- _Objective_:
Report each line of the data below that contains the word "wall", copying every such line in full.

- _Material for this exercise_:
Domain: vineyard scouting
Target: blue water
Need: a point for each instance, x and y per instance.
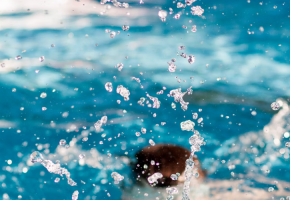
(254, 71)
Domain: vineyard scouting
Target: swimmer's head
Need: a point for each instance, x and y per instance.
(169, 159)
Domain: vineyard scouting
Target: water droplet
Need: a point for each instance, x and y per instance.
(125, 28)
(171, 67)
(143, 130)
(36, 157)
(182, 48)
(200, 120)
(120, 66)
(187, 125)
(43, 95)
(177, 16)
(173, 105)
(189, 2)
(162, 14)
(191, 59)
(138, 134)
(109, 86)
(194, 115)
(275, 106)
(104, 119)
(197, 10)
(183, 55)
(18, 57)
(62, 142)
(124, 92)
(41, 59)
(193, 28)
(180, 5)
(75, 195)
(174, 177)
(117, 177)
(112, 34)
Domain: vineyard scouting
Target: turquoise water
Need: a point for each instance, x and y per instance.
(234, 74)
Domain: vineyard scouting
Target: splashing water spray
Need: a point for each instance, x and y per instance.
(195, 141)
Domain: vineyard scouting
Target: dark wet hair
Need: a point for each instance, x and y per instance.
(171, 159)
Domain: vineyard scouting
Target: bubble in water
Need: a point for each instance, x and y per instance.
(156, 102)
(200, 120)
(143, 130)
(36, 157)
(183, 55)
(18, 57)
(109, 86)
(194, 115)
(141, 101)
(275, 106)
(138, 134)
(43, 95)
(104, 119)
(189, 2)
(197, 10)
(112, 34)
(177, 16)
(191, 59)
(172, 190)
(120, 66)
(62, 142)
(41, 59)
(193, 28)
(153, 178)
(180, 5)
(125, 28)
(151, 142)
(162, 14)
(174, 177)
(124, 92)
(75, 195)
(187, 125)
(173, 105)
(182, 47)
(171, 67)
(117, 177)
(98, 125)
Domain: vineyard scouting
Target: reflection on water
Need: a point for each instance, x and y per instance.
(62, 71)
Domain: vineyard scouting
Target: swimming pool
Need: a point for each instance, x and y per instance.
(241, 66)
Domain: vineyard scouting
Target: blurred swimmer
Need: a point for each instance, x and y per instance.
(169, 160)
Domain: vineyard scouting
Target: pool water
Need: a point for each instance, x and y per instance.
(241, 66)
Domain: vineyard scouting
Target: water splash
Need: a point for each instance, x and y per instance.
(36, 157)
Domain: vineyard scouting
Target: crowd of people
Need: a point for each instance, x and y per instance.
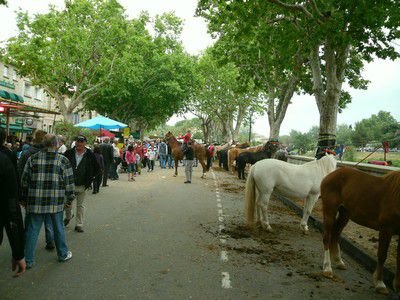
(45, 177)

==

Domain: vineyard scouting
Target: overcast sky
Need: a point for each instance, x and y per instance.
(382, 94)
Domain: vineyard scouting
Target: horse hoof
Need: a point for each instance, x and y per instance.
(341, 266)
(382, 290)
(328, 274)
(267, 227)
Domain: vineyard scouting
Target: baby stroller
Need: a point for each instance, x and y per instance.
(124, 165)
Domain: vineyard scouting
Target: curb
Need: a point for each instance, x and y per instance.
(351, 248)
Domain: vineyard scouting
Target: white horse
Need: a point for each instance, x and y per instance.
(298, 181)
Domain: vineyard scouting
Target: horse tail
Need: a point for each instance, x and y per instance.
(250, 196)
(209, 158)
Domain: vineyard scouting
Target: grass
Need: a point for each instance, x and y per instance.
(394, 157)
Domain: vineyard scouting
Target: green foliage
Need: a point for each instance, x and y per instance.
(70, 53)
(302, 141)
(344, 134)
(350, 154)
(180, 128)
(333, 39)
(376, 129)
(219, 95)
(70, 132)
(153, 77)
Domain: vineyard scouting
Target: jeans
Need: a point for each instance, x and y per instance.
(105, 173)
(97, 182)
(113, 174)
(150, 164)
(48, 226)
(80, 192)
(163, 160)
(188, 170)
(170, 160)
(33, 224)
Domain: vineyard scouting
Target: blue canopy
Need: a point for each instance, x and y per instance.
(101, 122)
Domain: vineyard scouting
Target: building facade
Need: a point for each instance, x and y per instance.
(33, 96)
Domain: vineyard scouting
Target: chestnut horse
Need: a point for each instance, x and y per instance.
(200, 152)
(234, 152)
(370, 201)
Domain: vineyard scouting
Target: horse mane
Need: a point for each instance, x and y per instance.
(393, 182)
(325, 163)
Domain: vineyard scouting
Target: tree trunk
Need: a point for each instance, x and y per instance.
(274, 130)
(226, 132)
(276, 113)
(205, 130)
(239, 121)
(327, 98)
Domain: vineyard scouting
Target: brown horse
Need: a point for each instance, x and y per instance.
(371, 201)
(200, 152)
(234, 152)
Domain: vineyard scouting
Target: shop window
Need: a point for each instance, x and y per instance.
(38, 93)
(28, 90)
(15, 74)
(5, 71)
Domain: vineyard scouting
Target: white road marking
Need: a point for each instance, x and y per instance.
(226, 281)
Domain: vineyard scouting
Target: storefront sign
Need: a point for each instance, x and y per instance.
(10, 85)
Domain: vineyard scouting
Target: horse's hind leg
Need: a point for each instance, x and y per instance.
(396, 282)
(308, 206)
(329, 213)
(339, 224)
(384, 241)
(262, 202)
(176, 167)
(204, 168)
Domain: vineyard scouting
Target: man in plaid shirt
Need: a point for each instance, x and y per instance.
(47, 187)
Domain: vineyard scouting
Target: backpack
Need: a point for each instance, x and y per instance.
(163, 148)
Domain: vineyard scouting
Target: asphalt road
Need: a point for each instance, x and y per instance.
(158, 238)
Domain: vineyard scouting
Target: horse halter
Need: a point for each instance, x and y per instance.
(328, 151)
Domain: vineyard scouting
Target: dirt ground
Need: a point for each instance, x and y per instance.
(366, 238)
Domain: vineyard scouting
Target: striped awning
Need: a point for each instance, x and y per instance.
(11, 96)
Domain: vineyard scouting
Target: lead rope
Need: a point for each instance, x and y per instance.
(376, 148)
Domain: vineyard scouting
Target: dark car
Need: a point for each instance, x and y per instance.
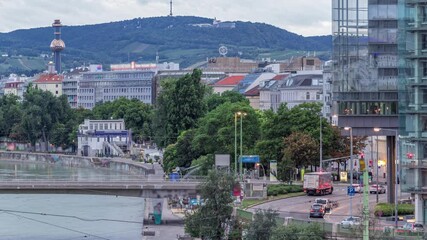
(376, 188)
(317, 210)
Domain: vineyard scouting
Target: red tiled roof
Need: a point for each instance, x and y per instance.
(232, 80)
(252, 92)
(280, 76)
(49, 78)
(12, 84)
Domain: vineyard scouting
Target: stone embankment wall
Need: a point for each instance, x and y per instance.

...

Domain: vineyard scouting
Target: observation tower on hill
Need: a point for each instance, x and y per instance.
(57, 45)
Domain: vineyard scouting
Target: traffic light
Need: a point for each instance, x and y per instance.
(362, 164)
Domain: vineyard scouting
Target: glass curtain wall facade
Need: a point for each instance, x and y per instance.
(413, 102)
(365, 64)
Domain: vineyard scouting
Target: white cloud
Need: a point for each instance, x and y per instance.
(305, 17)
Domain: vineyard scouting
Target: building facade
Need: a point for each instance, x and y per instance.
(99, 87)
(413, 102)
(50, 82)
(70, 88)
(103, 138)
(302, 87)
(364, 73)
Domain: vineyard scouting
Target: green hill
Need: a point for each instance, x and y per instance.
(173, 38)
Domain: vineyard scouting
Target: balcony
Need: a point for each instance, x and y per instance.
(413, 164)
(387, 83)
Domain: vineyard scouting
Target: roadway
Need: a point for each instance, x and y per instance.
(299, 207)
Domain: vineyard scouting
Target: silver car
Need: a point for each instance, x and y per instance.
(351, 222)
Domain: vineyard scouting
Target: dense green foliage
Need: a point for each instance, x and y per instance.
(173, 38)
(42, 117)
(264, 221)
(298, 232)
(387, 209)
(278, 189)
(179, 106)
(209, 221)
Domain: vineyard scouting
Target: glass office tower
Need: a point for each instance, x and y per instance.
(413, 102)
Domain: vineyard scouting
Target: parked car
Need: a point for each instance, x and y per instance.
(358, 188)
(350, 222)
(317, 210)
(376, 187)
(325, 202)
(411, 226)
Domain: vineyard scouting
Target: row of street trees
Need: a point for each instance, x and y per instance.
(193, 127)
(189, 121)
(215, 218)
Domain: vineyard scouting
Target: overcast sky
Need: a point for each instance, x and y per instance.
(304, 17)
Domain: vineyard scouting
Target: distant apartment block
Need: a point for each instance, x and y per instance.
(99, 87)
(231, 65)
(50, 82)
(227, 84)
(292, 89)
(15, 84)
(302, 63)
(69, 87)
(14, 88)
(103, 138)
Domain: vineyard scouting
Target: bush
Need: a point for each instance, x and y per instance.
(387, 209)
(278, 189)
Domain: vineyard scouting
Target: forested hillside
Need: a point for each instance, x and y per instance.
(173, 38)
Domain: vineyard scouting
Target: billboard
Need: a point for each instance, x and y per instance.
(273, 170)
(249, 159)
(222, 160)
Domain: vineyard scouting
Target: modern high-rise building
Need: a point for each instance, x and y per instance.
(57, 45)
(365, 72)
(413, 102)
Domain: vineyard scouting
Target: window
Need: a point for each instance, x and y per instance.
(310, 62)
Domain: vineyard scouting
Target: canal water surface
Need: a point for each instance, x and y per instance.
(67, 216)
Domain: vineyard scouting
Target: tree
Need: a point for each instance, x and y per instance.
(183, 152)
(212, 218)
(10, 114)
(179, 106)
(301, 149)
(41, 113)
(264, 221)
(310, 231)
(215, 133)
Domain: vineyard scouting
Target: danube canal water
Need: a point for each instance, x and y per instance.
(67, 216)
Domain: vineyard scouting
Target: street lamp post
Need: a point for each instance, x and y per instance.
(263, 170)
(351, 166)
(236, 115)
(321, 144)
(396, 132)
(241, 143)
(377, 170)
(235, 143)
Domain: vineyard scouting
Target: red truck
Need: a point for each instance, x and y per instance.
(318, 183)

- _The result_:
Target: stone embankment wall
Target: glass curtain wall facade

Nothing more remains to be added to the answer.